> [OBJECTIVE]
Could you retype all of the data below line for line, keeping the wording and numbers identical but leaving out the pictures?

■ ■ ■ ■ ■

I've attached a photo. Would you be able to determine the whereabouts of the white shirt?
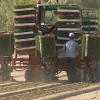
[58,40,80,58]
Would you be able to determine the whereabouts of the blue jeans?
[65,57,76,83]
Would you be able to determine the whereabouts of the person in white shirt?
[57,33,80,83]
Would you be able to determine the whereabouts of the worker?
[57,33,80,83]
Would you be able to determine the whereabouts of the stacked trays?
[82,12,98,34]
[14,5,38,54]
[55,6,82,54]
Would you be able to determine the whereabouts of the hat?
[69,33,74,37]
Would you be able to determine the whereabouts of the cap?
[69,33,74,37]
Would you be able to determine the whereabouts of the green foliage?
[58,14,81,19]
[58,6,81,10]
[0,34,14,56]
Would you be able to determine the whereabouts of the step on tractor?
[1,3,100,82]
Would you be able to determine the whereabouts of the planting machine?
[2,1,99,81]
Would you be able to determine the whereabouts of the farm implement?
[1,1,100,82]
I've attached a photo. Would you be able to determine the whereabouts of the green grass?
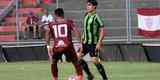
[0,61,160,80]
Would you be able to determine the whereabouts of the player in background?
[79,0,108,80]
[45,8,83,80]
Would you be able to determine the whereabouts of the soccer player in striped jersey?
[79,0,108,80]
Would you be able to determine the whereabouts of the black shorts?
[82,44,97,57]
[52,46,78,63]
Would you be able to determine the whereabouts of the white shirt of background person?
[41,14,53,24]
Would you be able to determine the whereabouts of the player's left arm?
[71,21,81,42]
[45,25,50,46]
[96,17,105,50]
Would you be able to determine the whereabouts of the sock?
[73,63,83,76]
[80,59,92,76]
[95,63,108,80]
[51,63,58,80]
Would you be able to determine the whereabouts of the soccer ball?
[68,75,78,80]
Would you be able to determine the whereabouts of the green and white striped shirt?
[82,11,103,44]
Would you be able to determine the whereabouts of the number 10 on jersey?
[52,24,68,38]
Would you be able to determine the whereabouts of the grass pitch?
[0,61,160,80]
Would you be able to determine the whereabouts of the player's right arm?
[45,25,50,45]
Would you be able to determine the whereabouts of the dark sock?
[73,63,83,76]
[95,63,108,80]
[80,59,92,76]
[51,63,58,77]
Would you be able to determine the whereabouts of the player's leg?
[90,49,108,80]
[66,48,83,80]
[79,44,94,80]
[51,52,59,80]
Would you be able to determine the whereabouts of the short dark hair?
[87,0,98,6]
[54,8,64,17]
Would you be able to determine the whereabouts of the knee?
[92,57,100,64]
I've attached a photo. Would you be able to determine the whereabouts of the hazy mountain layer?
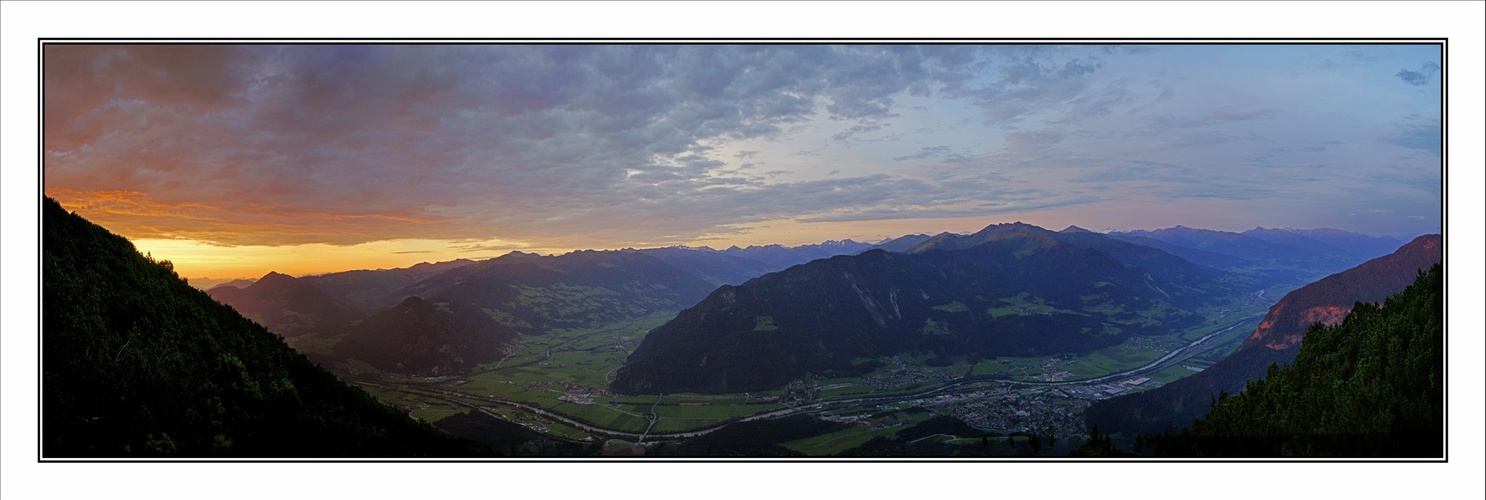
[635,247,783,286]
[334,298,516,376]
[612,226,1224,393]
[207,272,366,336]
[403,250,713,335]
[1150,265,1444,458]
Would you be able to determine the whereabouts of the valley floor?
[316,282,1284,457]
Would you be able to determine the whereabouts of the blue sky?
[43,45,1443,276]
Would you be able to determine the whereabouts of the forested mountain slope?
[1150,265,1444,457]
[42,198,489,458]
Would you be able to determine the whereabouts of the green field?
[779,412,933,457]
[334,290,1263,449]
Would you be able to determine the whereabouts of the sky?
[42,43,1444,278]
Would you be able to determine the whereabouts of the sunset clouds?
[43,45,1444,276]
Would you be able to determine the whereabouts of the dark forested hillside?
[42,198,489,458]
[207,272,366,336]
[1086,235,1443,435]
[1149,265,1444,457]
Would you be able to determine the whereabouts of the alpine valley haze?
[37,42,1449,460]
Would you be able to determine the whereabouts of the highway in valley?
[354,314,1262,443]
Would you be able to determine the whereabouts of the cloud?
[43,45,1440,254]
[1380,115,1444,155]
[1394,63,1440,86]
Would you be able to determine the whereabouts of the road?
[355,314,1263,443]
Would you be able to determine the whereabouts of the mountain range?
[40,198,492,458]
[1086,235,1443,435]
[611,223,1229,393]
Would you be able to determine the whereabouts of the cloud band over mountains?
[43,45,1441,247]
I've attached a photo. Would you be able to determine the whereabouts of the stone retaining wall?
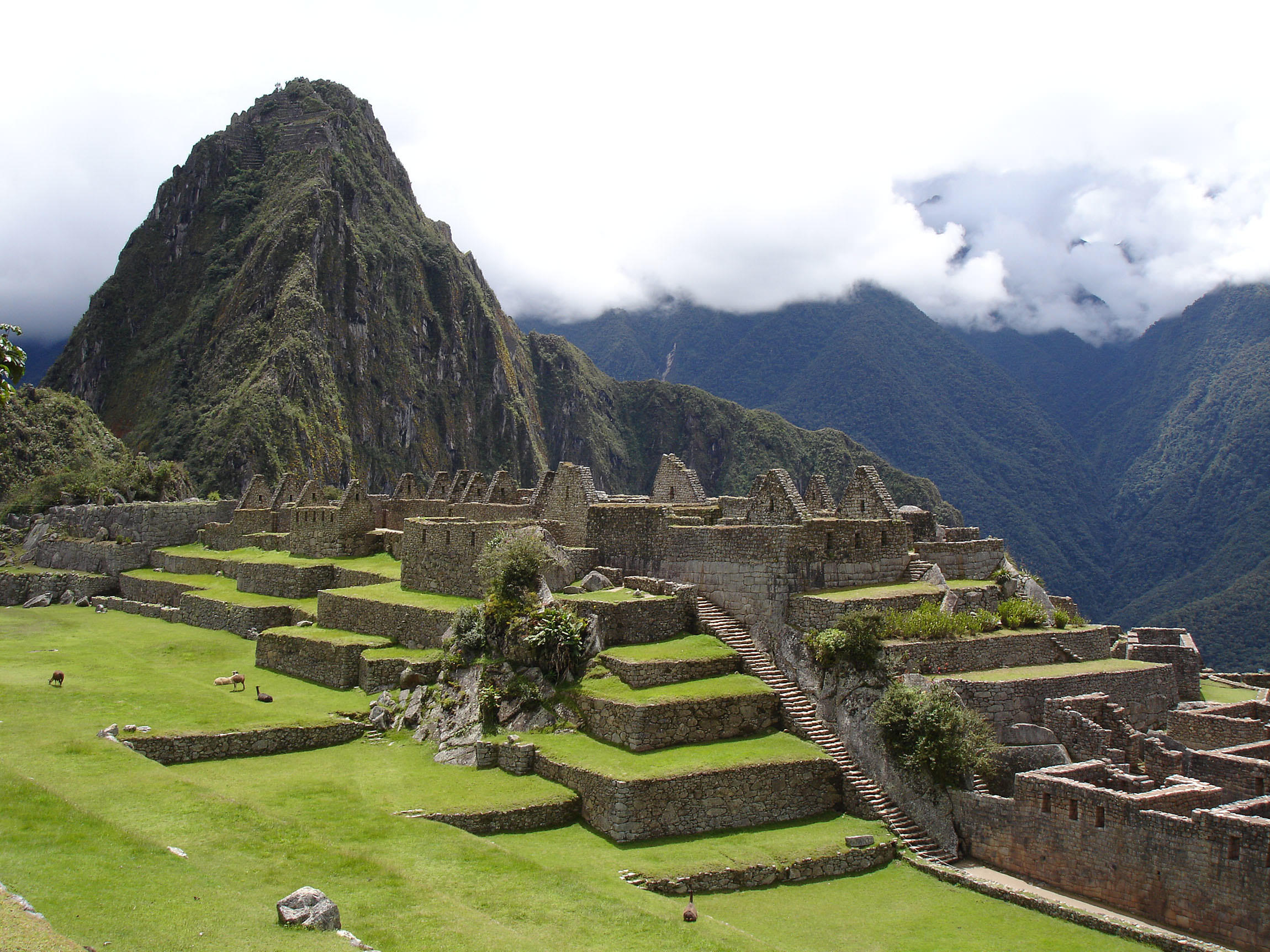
[181,592,298,637]
[396,797,580,837]
[123,721,366,767]
[600,654,740,688]
[119,575,204,608]
[318,589,454,647]
[560,597,697,647]
[944,665,1177,732]
[255,627,388,690]
[357,650,441,694]
[533,750,842,843]
[883,625,1120,693]
[0,571,119,605]
[574,690,780,752]
[635,841,896,896]
[913,538,1006,579]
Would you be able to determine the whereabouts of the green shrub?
[474,529,560,602]
[997,598,1046,629]
[872,683,997,787]
[803,609,886,672]
[512,605,587,680]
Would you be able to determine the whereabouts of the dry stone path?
[697,597,956,863]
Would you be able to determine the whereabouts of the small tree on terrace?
[0,324,27,403]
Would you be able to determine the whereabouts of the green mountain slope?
[46,79,959,519]
[522,287,1109,612]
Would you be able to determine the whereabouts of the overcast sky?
[0,0,1270,340]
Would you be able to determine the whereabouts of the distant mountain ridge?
[522,284,1270,668]
[37,79,960,520]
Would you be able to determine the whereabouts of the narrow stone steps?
[697,599,956,863]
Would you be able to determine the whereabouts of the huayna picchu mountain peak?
[46,79,960,522]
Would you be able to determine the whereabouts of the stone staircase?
[697,597,956,863]
[908,556,935,581]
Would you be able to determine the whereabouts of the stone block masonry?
[318,589,454,647]
[574,690,780,752]
[533,750,842,843]
[600,654,740,688]
[247,629,390,690]
[123,721,366,765]
[944,665,1177,731]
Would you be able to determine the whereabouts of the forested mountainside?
[522,286,1108,612]
[525,284,1270,668]
[46,79,959,519]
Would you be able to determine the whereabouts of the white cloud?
[0,3,1270,339]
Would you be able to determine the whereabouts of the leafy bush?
[475,529,562,602]
[515,605,587,680]
[997,598,1046,629]
[803,609,886,672]
[872,683,997,787]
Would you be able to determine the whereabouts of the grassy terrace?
[937,657,1163,680]
[159,542,401,579]
[602,635,737,664]
[533,732,828,781]
[574,674,772,705]
[1199,678,1257,705]
[331,581,480,612]
[556,588,674,602]
[0,605,351,746]
[0,607,1143,952]
[263,625,388,651]
[123,568,318,614]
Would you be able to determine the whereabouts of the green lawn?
[0,605,353,736]
[533,731,828,781]
[555,588,674,602]
[574,674,772,705]
[936,657,1161,680]
[1199,678,1257,705]
[262,625,400,651]
[123,568,318,614]
[602,635,737,663]
[331,581,480,612]
[0,607,1142,952]
[159,542,401,579]
[495,813,894,879]
[804,581,940,602]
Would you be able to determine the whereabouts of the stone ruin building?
[0,454,1270,948]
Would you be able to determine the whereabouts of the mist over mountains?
[522,284,1270,667]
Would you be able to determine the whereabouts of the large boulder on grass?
[278,886,340,932]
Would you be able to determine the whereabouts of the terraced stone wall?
[255,629,388,690]
[913,538,1006,579]
[954,764,1270,948]
[600,655,740,688]
[574,692,781,752]
[883,627,1120,680]
[533,750,842,843]
[0,571,119,605]
[45,499,237,547]
[123,721,366,765]
[944,665,1177,732]
[181,592,298,637]
[1168,701,1270,750]
[318,589,454,647]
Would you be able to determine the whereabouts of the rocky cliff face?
[46,79,955,519]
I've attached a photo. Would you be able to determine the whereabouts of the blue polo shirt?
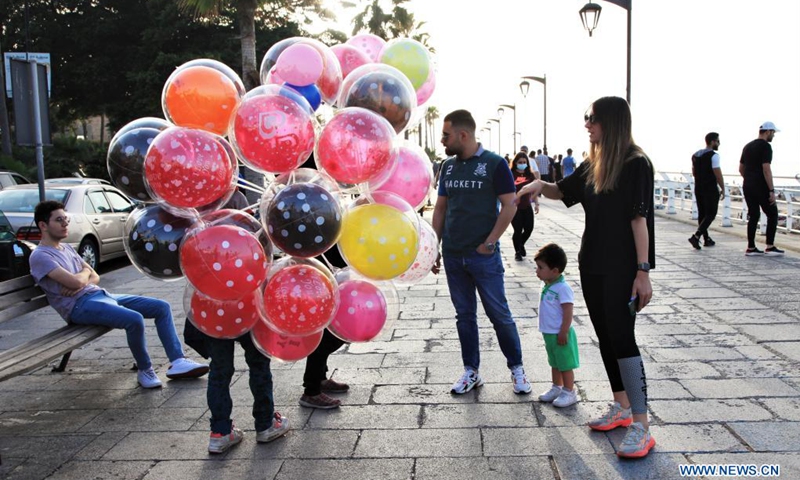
[439,144,516,256]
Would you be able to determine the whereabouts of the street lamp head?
[519,80,531,97]
[579,2,603,37]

■ ■ ■ ■ ■

> [RESULT OF THIS TASK]
I've attached a photo. Would you be able to determine the whereabouts of the white shirt?
[58,40,80,58]
Would you be able to determine the whereabouts of the blue jeans?
[65,57,76,83]
Would you be able to determine the whereabouts of the person in white shirt?
[57,33,80,83]
Would you be able to determine the whereabouts of the worker?
[57,33,80,83]
Would you be able to determine the whereabouts of the stacked trays?
[82,12,98,34]
[14,5,38,54]
[55,6,82,54]
Would you be able to determine the whereabouts of the hat?
[69,33,74,37]
Would you be able to determine the whereabouts of the cap?
[69,33,74,37]
Would you be able to determine the whereabouts of the green foliage?
[58,14,81,19]
[58,6,81,10]
[0,34,14,56]
Would you be able to determine the whereabouts of the step on tractor?
[1,3,100,82]
Would you be able to determine the whereabouts of the planting machine?
[2,1,99,81]
Would you be able to determine the whereabouts of the farm implement?
[1,1,100,82]
I've attached a photo. Would you be able to determine the whereabouts of the green grass?
[0,61,160,80]
Would you be able to determine the whereabouts of the player in background?
[79,0,108,80]
[45,8,83,80]
Would you be able to determine the whereabouts of the soccer player in striped jersey?
[79,0,108,80]
Would you be able to determine the whereabouts of the black shorts?
[82,44,97,57]
[52,46,78,63]
Would you be able to determine the whereabouts of the white shirt of background person?
[41,14,53,24]
Would you be able to determine the whereabouts of the player's left arm?
[71,21,81,42]
[45,25,50,46]
[96,17,105,50]
Would you be able to determine the whereabouts of the sock?
[73,63,83,76]
[80,59,92,76]
[95,63,108,80]
[51,63,58,80]
Would you be able to determine the whereabouts of the soccer ball?
[68,75,78,80]
Would you be able to determine the whereabouts of the green and white striped shirt?
[82,11,103,44]
Would you be able to determine the whereabouts of the number 10 on jersey?
[52,24,68,38]
Would you be able to determine the whereabouts of the grass pitch?
[0,61,160,80]
Would you be able to determine the whereabouts of the player's right arm?
[45,25,50,45]
Would you be able to determine the whereabouts of the dark sock?
[73,63,83,76]
[95,63,108,80]
[80,59,92,76]
[51,63,58,77]
Would you be able to determine the whereabouts of the player's leg?
[90,49,108,80]
[66,48,83,80]
[79,44,94,80]
[51,52,59,80]
Would you be able to determine the whereabouts of the short dark hair?
[87,0,98,6]
[54,8,64,17]
Would you be able to determine the whereabouts of the knee?
[92,57,100,64]
I've attached a photo. Would you be able to determine the whereabouts of the hazy mountain layer?
[635,247,783,286]
[334,298,516,376]
[612,226,1224,393]
[207,272,366,336]
[403,250,713,335]
[1150,265,1444,458]
Would you be able to determine the whereabouts of the valley floor?
[316,282,1284,457]
Would you be able to determine the whereabouts of the blue sky?
[43,45,1443,276]
Would you be able to determine the whereabouts of the forested mountain slope?
[1150,265,1444,457]
[42,198,489,458]
Would you be able to determine the whereabouts of the green field?
[779,412,933,457]
[334,290,1263,449]
Would you be able to determine the whereabouts of the sky?
[42,43,1444,278]
Would you be able to determine the whereabouts of the sunset clouds?
[43,45,1444,276]
Would you be able to determine the whereabouts of the dark forested hillside?
[42,198,489,458]
[207,272,366,336]
[1086,235,1443,435]
[1149,265,1444,457]
Would you be able to determine the whereabouts of the alpine valley haze?
[37,42,1449,460]
Would you be able to determine the whereabouts of the highway in valley?
[354,314,1262,443]
Would you be able to determine the whereabouts of the cloud?
[43,45,1440,254]
[1380,115,1444,155]
[1394,63,1440,86]
Would you be able to determine the whereabouts of the road?
[355,314,1263,443]
Would you be able to determine the whereabouts of the mountain range?
[40,198,492,458]
[1086,235,1443,435]
[611,223,1229,393]
Would you be able to determine the whereabouts of the cloud band over mountains?
[43,45,1441,247]
I've attached a photo. Would you be able to determine the whereabouts of the stone retaining wall?
[181,592,298,637]
[396,797,580,837]
[123,721,366,767]
[600,654,740,688]
[119,575,204,608]
[318,589,454,647]
[560,597,697,647]
[944,665,1177,732]
[255,627,388,690]
[357,650,441,694]
[533,750,842,843]
[883,625,1120,693]
[0,571,119,605]
[574,690,780,752]
[635,841,896,896]
[913,538,1006,579]
Would you be able to determine the whereabouts of the green shrub?
[474,529,560,602]
[997,598,1046,629]
[872,683,997,787]
[803,609,886,672]
[512,605,587,680]
Would you be able to determine the whereabouts of the dry stone path?
[697,597,956,863]
Would you be able to determine the whereabouts of the small tree on terrace?
[0,324,27,403]
Would you be able to determine the whereabouts of the green mountain slope?
[46,79,959,519]
[522,287,1109,612]
Would you be able to determine the whereabouts of the overcast sky?
[0,0,1270,340]
Would you be able to determine the whereabouts of the distant mountain ridge?
[522,284,1270,668]
[37,79,960,520]
Would you be able to determine the whereabouts of the narrow stone steps?
[697,599,956,863]
Would you be able to determine the whereabouts of the huayna picchu mountain peak?
[46,79,960,522]
Would you be able to determine the whereabouts of the stone staircase?
[697,597,956,863]
[908,556,935,581]
Would you be able to determine the whereabouts of the stone block masonry?
[318,589,454,647]
[574,690,780,752]
[533,750,842,843]
[600,654,740,688]
[247,629,390,690]
[123,721,366,765]
[944,665,1177,731]
Would you be able to determine the whereabouts of the forested mountainside?
[522,286,1108,612]
[525,284,1270,668]
[46,79,959,519]
Would you be able to determine the whereabouts of the white cloud?
[0,3,1270,339]
Would you be able to determine the whereabouts of the leafy bush?
[475,529,562,602]
[515,605,587,680]
[997,598,1046,629]
[803,609,886,672]
[872,683,997,787]
Would you be able to determine the whereabouts of the grassy terrace?
[937,657,1163,680]
[159,542,401,579]
[602,635,737,664]
[533,732,828,781]
[574,674,772,705]
[1199,678,1257,705]
[331,581,480,612]
[556,588,674,602]
[0,605,351,746]
[0,607,1143,952]
[263,625,388,651]
[123,568,318,614]
Would you be able to determine the whereabouts of the green lawn?
[0,605,353,736]
[533,731,828,781]
[555,588,674,602]
[574,674,772,705]
[936,657,1161,680]
[1199,678,1257,705]
[262,625,400,651]
[123,568,318,614]
[602,635,737,663]
[331,581,480,612]
[0,607,1142,952]
[159,542,401,579]
[495,813,894,879]
[804,581,940,602]
Would you be able to determine the whereabouts of the stone ruin building?
[0,454,1270,948]
Would you be able to determine the whereabouts of the mist over mountains?
[522,284,1270,667]
Would you be able to determine the whereabouts of the large boulder on grass?
[278,886,340,932]
Would you be able to determine the whereabouts of the terraced stone wall?
[255,629,388,690]
[913,538,1006,579]
[954,764,1270,948]
[600,655,740,688]
[574,692,781,752]
[883,627,1120,680]
[533,750,842,843]
[0,571,119,605]
[45,499,237,547]
[123,721,366,765]
[944,665,1177,732]
[181,592,298,637]
[1168,701,1270,750]
[318,589,454,647]
Would you be able to determine the whereabouts of the rocky cliff face?
[46,79,955,519]
I've attached a photo. Would you be able to determine the whereabouts of the blue polo shirt?
[439,144,516,256]
Would you be able to determine the whereabouts of the street lamp head?
[519,80,531,97]
[579,2,603,37]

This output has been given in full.